出典 -
=-=-=-=-=
衆議院選挙定数配分に関する最高裁判所大法廷判決についての会長声明

2015年12月11日更新

最高裁判所大法廷は、本年11月25日、2014年12月14日に実施された衆議院議員総選挙について、一票の格差が最大2.129倍であったことが憲法14条1項等に違反するとして選挙の無効を求めた裁判の上告審判決において、「憲法の投票価値の平等の要求に反する状態にあったもの」として当該選挙の選挙区割りを「違憲状態」と判断したが、「合理的期間内に較差が是正されなかったとはいえない」として「違憲」とまでは判断せず、選挙の無効の請求についてはこれを退けた。

しかし、当該選挙は、2011年3月23日の最高裁判所大法廷判決で、国会に対し、選挙制度の抜本的見直しが求められてから、3年8ヶ月も経過して実施されたものであり、「合理的期間内に較差が是正されなかったとはいえない」ということは困難である。
=-=-=-=-=
抽出資料 -
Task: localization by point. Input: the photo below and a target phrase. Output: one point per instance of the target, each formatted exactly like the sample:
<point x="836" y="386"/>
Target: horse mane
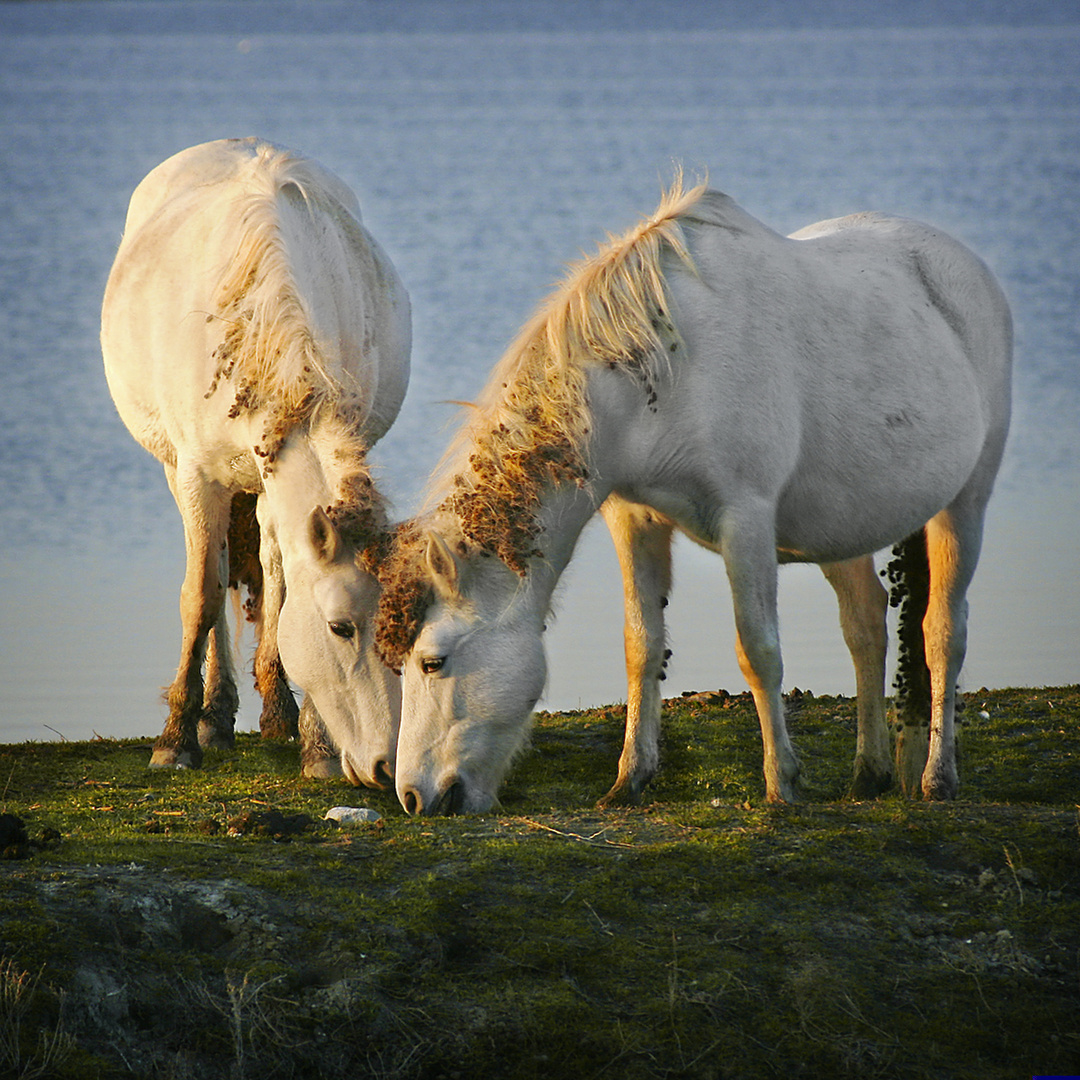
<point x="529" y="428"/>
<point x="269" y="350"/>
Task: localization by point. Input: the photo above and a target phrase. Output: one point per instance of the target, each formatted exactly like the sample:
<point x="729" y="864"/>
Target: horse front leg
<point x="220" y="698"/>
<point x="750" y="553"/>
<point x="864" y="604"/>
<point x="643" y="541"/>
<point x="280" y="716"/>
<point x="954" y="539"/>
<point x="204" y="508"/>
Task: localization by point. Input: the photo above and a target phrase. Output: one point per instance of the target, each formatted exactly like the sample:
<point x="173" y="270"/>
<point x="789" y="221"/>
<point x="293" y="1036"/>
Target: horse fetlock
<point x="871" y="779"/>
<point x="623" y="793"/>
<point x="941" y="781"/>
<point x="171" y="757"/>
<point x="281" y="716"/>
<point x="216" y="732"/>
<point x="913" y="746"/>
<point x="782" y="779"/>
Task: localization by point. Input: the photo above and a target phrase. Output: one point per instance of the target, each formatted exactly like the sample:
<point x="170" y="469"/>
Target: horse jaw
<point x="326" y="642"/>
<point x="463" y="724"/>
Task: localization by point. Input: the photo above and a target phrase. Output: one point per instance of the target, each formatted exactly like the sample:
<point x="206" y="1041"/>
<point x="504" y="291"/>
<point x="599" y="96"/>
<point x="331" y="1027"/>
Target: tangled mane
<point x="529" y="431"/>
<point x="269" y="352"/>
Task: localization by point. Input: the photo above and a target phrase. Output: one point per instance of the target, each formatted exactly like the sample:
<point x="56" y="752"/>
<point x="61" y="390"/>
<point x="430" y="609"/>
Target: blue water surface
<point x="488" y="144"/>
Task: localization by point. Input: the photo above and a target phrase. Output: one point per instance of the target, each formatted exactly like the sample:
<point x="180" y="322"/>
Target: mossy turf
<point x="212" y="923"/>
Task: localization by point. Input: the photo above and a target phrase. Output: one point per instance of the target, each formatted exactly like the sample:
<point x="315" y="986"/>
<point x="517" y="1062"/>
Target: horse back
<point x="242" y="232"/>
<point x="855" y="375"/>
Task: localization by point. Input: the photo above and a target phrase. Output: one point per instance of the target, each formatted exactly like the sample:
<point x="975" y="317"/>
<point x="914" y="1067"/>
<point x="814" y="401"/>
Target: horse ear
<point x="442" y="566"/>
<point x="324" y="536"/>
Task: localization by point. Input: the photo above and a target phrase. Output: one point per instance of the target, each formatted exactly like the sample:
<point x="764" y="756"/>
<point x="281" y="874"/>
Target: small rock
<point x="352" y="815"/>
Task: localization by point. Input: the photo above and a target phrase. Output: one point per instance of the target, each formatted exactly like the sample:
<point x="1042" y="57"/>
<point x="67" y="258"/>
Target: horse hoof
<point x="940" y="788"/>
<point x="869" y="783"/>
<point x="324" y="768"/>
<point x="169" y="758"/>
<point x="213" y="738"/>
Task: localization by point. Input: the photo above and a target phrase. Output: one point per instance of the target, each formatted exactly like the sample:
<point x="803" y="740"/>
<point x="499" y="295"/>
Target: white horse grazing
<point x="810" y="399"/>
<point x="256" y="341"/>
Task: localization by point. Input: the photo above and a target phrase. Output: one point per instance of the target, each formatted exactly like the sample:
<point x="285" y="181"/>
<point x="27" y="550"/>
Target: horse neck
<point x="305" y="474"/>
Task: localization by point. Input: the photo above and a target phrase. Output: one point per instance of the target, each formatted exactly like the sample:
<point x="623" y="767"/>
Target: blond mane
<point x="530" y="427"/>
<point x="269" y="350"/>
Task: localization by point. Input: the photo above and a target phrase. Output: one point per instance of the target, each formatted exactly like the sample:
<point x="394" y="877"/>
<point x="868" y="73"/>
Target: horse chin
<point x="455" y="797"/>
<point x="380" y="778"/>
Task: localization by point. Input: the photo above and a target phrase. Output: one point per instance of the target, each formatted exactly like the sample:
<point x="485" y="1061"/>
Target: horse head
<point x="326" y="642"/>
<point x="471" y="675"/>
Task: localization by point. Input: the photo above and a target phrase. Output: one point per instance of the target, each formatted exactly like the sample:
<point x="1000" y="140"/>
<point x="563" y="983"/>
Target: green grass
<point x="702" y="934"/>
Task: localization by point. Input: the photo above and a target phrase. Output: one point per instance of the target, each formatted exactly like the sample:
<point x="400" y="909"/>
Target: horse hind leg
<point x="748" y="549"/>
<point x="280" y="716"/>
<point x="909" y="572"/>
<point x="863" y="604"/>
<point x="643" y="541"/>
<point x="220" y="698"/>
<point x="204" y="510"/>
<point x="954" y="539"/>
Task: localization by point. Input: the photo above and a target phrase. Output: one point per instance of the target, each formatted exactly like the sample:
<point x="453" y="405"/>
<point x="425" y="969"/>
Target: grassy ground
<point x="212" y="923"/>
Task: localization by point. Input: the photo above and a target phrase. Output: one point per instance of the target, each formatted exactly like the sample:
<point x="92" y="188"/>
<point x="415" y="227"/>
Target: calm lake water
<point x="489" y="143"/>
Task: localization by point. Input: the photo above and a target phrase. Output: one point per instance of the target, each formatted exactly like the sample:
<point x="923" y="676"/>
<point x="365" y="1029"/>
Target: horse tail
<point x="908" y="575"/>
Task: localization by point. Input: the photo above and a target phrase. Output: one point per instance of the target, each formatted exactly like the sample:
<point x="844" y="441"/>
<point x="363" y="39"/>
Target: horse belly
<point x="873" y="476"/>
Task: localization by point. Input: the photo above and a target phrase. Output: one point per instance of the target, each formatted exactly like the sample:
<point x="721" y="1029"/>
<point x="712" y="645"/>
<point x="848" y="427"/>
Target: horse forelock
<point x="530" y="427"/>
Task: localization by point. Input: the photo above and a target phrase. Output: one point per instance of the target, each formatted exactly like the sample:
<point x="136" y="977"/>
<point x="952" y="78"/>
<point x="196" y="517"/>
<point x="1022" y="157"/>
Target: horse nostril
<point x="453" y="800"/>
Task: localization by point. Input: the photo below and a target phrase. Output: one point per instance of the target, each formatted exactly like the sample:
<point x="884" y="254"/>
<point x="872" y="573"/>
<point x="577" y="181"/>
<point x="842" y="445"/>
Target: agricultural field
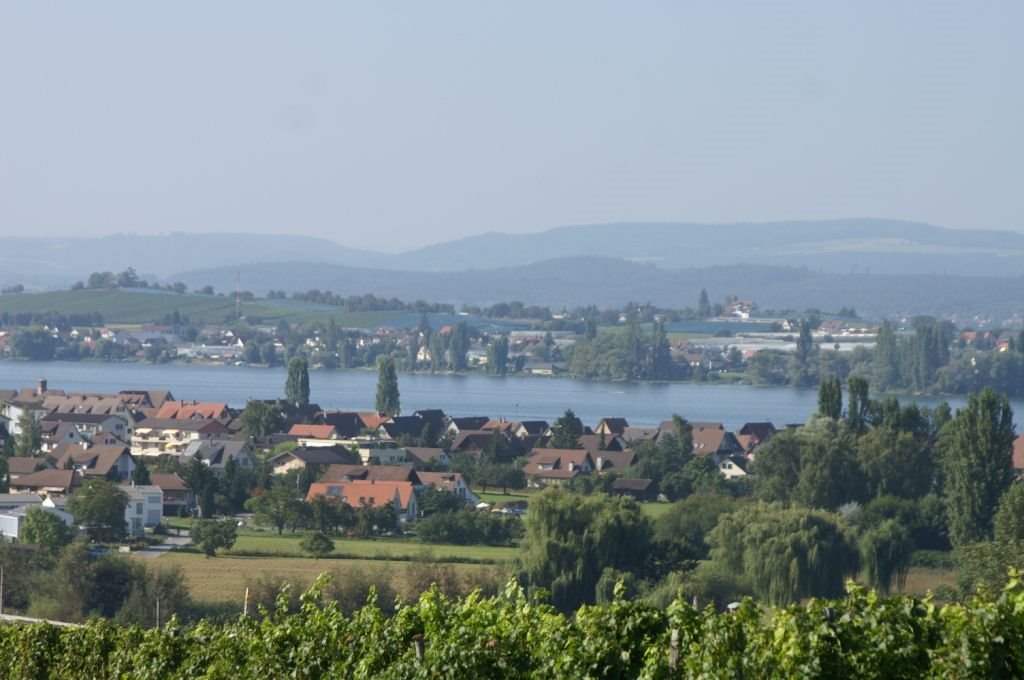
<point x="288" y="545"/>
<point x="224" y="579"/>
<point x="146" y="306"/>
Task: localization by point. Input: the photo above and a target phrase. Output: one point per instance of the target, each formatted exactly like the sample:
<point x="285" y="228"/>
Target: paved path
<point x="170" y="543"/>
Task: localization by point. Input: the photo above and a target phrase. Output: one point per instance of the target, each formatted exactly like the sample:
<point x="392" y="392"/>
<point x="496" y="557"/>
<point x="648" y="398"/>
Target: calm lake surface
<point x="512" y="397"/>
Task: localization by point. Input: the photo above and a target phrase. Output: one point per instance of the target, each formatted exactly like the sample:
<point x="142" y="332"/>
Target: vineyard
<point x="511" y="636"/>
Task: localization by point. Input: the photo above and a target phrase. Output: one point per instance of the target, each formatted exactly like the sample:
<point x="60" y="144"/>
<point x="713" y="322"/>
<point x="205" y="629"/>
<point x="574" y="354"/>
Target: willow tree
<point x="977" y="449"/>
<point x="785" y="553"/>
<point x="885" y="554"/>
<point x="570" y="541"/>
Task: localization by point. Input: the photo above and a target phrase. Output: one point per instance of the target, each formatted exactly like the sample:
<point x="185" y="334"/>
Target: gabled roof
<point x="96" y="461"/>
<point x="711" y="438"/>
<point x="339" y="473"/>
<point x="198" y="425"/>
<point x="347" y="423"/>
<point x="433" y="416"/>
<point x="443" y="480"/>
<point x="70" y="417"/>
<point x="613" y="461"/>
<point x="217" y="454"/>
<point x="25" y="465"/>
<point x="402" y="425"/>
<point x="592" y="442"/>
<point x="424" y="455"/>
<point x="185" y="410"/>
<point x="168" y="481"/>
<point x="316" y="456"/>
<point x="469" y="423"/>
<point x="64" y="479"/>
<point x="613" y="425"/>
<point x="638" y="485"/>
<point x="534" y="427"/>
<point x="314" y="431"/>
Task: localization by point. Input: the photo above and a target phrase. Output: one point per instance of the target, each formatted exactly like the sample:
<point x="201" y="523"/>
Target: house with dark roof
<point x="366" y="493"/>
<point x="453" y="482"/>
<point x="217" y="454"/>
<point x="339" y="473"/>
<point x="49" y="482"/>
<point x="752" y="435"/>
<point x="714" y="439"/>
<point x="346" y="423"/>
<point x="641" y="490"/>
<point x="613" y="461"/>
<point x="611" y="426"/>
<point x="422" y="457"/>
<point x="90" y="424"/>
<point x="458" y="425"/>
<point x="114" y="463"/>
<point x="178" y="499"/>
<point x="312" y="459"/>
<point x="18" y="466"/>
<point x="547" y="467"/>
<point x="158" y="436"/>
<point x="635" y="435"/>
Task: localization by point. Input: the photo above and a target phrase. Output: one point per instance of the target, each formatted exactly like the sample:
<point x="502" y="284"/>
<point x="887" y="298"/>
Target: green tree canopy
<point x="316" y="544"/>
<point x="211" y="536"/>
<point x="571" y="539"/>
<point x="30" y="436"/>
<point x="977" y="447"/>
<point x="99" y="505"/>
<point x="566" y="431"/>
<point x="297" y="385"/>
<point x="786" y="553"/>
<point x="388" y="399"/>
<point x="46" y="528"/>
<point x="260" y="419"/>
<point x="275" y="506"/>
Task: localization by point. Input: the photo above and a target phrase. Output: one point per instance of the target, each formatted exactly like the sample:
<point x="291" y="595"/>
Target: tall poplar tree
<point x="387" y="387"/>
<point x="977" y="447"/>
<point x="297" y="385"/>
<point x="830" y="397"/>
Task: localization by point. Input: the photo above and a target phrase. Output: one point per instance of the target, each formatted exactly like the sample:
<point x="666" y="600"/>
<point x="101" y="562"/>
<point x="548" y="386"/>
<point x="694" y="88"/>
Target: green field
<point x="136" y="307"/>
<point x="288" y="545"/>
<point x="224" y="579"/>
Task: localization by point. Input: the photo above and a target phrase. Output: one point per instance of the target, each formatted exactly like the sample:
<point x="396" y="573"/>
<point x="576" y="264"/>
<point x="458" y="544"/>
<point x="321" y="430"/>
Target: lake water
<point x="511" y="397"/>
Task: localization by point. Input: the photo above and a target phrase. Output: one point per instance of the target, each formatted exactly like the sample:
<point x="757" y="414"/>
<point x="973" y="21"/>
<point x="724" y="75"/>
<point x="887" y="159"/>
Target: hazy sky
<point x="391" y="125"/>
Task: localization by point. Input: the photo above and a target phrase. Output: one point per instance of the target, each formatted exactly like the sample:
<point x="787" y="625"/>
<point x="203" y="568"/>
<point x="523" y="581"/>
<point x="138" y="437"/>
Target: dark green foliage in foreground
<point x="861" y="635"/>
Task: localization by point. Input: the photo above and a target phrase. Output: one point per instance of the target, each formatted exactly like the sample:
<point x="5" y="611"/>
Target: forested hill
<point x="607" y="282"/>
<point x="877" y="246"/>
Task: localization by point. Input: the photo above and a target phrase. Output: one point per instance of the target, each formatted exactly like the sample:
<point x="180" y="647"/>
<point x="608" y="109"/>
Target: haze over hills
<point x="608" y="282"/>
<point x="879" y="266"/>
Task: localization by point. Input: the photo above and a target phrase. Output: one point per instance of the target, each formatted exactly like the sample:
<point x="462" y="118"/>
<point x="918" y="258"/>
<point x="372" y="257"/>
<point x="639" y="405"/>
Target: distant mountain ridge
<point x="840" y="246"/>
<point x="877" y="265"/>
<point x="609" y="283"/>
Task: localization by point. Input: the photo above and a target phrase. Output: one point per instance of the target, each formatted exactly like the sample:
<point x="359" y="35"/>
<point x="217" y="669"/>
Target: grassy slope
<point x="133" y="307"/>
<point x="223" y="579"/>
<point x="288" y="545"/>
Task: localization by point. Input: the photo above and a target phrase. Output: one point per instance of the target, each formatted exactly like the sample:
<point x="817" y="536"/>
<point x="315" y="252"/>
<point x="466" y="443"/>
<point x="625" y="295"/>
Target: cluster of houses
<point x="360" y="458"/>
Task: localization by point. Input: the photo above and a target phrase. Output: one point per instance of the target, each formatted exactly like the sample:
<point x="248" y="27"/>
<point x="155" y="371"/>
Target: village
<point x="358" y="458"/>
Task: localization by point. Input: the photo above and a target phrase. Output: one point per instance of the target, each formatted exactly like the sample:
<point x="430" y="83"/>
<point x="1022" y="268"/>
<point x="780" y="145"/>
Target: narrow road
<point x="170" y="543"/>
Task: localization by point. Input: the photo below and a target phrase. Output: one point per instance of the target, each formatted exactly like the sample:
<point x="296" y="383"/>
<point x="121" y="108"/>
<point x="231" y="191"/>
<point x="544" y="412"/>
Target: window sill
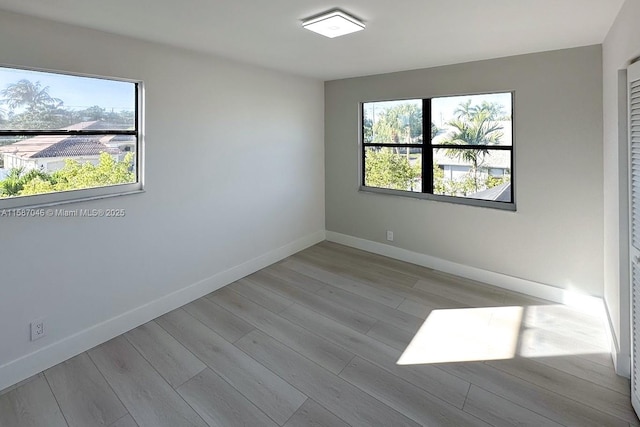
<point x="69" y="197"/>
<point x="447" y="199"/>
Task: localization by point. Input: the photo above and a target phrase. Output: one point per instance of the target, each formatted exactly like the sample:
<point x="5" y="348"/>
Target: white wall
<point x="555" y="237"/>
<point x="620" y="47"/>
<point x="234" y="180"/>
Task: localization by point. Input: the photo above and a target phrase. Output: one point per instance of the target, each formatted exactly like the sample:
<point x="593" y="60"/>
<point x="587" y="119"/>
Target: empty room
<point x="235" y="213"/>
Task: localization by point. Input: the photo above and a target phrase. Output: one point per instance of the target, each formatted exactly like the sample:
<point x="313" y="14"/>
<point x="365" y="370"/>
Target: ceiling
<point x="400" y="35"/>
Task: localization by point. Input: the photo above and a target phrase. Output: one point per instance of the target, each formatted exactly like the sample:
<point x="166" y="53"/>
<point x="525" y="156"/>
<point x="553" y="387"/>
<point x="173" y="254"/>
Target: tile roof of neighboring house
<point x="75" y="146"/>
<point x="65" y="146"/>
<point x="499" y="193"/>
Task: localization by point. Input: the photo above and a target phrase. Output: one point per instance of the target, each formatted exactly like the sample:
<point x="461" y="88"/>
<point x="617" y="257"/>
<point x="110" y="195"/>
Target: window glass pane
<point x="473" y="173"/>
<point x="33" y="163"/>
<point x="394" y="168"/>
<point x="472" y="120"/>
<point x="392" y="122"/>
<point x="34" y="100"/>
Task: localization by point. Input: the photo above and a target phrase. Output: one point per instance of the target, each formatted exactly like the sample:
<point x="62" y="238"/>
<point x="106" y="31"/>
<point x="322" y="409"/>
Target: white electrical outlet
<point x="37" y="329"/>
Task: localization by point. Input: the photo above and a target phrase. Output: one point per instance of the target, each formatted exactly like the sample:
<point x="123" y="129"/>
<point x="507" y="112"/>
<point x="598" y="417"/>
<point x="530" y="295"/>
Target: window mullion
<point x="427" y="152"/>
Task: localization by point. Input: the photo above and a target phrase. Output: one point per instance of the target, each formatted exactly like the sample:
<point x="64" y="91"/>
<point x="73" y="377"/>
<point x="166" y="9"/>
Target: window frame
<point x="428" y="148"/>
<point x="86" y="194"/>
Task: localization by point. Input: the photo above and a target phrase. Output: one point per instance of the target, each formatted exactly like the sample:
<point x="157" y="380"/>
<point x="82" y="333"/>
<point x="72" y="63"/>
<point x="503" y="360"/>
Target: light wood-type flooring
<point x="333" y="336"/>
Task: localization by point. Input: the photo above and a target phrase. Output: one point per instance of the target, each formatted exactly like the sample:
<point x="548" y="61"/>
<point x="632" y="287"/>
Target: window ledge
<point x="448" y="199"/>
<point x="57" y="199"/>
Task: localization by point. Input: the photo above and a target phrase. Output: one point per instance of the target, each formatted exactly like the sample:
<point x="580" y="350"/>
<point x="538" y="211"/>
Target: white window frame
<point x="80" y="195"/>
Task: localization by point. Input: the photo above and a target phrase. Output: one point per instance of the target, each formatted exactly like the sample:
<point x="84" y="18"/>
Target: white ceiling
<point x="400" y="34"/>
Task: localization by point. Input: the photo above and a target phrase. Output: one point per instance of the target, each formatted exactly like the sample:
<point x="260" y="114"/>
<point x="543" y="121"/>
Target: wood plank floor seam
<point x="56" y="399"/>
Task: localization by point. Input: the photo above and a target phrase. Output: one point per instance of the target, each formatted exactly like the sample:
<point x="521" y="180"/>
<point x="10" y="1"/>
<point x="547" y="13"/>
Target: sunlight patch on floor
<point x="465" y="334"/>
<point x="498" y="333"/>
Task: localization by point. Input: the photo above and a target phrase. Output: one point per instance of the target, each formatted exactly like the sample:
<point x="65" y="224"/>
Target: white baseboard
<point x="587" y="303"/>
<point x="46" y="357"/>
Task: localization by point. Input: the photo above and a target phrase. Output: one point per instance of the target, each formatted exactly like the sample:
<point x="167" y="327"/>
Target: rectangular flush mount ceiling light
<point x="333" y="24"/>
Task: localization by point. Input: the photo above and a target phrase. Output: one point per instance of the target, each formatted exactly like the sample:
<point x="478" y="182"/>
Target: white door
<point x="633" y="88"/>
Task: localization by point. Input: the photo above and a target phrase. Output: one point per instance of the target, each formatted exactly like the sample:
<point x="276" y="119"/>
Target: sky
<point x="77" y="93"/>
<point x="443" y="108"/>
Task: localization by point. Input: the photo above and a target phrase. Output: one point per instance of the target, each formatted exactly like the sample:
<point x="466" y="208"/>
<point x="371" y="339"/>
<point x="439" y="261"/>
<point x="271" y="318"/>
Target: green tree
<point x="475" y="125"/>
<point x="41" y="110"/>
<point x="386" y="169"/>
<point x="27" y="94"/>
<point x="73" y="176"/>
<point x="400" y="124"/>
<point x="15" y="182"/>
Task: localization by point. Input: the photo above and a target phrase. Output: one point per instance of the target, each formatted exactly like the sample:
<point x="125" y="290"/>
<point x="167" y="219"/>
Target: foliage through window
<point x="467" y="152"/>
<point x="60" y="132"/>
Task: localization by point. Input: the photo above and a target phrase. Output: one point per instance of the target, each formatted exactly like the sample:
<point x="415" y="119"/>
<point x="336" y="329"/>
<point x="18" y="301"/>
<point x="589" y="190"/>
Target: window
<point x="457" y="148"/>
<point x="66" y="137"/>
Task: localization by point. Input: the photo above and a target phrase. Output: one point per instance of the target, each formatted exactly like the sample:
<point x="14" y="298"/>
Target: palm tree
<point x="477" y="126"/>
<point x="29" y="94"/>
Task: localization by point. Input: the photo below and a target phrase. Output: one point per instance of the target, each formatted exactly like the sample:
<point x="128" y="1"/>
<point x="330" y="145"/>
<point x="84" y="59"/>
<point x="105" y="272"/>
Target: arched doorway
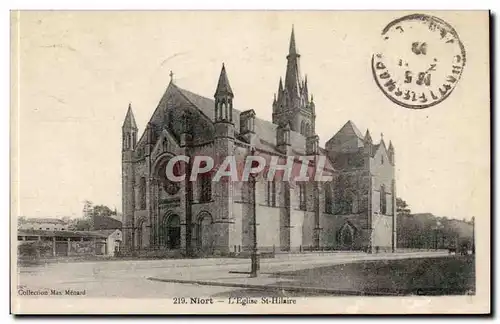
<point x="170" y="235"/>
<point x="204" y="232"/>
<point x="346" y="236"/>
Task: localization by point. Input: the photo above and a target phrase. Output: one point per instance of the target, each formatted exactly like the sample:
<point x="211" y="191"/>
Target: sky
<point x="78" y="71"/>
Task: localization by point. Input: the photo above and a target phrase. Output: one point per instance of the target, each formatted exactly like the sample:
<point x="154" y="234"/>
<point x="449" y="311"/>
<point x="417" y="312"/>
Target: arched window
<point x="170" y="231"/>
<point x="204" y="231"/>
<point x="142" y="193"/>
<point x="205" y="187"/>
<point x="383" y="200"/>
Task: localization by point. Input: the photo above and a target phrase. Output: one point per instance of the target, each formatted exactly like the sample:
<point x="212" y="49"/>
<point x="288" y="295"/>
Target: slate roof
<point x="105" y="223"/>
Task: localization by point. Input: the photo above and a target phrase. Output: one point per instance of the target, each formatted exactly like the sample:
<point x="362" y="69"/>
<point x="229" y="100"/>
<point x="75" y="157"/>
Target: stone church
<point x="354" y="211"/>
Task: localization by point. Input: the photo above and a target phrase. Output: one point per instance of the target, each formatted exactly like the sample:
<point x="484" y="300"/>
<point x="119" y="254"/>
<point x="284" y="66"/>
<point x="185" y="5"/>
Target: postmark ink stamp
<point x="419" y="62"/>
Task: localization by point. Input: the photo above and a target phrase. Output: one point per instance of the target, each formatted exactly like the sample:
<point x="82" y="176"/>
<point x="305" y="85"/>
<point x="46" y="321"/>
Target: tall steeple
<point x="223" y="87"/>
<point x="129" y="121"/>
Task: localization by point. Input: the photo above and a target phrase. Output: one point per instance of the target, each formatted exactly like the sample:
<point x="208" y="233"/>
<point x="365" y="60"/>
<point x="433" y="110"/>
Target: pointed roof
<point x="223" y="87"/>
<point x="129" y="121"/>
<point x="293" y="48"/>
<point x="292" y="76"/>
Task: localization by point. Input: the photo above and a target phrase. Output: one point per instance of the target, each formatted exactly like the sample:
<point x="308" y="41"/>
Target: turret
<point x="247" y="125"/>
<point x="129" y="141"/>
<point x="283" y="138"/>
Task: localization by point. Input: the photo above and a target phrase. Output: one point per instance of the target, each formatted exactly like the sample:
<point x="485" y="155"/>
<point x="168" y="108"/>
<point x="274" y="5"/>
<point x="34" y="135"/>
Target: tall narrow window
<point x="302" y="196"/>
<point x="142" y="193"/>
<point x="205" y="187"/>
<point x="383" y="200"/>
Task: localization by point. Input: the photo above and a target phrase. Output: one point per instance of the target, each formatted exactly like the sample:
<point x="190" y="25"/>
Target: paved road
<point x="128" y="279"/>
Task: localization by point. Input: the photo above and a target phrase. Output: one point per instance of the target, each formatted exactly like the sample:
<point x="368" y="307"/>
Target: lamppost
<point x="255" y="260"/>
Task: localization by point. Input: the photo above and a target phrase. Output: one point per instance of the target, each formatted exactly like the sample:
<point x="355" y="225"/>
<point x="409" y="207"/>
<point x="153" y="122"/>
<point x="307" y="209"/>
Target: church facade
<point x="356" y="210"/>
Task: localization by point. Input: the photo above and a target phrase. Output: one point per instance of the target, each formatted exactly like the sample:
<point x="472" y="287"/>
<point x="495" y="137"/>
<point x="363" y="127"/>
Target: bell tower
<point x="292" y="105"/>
=-=-=-=-=
課題 -
• 1. 声明のうち、「衆議院選挙定数配分に関する最高裁判所大法廷判決についての会長声明」から「い」ということは困難である。」に至るまでの全文を、一字一句そのまま書き写すこと。
• 2. 衆議院選挙の一票の格差をめぐる声明を、示された最後の文の後から書き進めること。

解答 -
• 1.
衆議院選挙定数配分に関する最高裁判所大法廷判決についての会長声明

2015年12月11日更新

最高裁判所大法廷は、本年11月25日、2014年12月14日に実施された衆議院議員総選挙について、一票の格差が最大2.129倍であったことが憲法14条1項等に違反するとして選挙の無効を求めた裁判の上告審判決において、「憲法の投票価値の平等の要求に反する状態にあったもの」として当該選挙の選挙区割りを「違憲状態」と判断したが、「合理的期間内に較差が是正されなかったとはいえない」として「違憲」とまでは判断せず、選挙の無効の請求についてはこれを退けた。

しかし、当該選挙は、2011年3月23日の最高裁判所大法廷判決で、国会に対し、選挙制度の抜本的見直しが求められてから、3年8ヶ月も経過して実施されたものであり、「合理的期間内に較差が是正されなかったとはいえない」ということは困難である。

• 2.
代表民主制の下、選挙は、主権者の意思を政治に反映させるための最も重要な手段であり、民主主義の過程にゆがみがある場合、国権の最高機関たる国会に正しく民意が反映されなくなり、民主主義そのものが形骸化してしまう。

それを正すことは、まさに司法権の役割であり、最高裁判所が、2011年3月23日から三度にも亘って「違憲状態」であることを認めつつ、選挙の無効を認めなかったことは、憲法の番人としての役目を放棄しているとの批判を免れない。

このような最高裁判所の姿勢は、憲法の最高法規性に対する市民の意識を低下させかねないものであって極めて憂慮すべきことである。

ちなみに、選挙を無効とすることによる混乱については、本件最高裁判決の大橋正春裁判官や木内道祥裁判官の反対意見にもあるとおり、それをなるべく回避したり最小限に留めるたりすることは可能なはずであり、「違憲」や「無効」の判断を回避する理由にはなり得ない。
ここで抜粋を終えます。